Excerpted records:
↓↓↓

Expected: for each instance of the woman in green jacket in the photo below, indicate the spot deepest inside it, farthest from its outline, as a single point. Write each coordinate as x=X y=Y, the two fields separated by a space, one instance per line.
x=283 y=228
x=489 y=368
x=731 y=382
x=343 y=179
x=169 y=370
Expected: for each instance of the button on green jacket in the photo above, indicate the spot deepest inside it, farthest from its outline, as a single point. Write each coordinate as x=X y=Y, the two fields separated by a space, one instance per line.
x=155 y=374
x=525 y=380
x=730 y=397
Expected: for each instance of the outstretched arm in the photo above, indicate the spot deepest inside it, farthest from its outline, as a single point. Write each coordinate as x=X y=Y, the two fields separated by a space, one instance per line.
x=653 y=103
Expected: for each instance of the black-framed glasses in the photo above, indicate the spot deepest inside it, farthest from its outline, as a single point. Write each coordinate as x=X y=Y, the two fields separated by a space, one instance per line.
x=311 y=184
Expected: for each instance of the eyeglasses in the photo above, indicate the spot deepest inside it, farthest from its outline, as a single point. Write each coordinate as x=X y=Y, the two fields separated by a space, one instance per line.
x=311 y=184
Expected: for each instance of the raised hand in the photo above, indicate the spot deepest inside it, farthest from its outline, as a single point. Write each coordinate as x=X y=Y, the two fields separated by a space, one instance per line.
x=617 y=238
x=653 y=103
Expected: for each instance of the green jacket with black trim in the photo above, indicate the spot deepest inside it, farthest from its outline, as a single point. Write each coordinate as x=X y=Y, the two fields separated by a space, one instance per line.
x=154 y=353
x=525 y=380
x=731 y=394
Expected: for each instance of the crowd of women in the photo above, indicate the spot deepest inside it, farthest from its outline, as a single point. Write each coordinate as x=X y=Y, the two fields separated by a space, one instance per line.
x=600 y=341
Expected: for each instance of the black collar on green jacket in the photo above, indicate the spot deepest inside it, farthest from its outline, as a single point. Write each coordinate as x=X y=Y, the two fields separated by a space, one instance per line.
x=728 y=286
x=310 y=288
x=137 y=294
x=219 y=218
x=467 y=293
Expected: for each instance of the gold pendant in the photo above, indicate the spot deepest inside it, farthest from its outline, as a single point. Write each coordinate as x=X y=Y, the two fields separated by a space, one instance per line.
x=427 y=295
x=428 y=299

↑↑↑

Task statement: Rewrite the lines from the line containing "Expected: for each instance of the button" up to and including the line containing "x=730 y=397" as a Markdown table with the columns Row and Line, omitting any blank lines.

Written answer:
| Row | Line |
|---|---|
| 1 | Expected: for each instance of the button on green jacket in the photo above, indicate the spot deepest inside it, farthest from its outline, as a single point. Write each coordinate as x=X y=Y, the two fields separated by a space, one instance per line. |
| 2 | x=155 y=374 |
| 3 | x=525 y=380 |
| 4 | x=730 y=397 |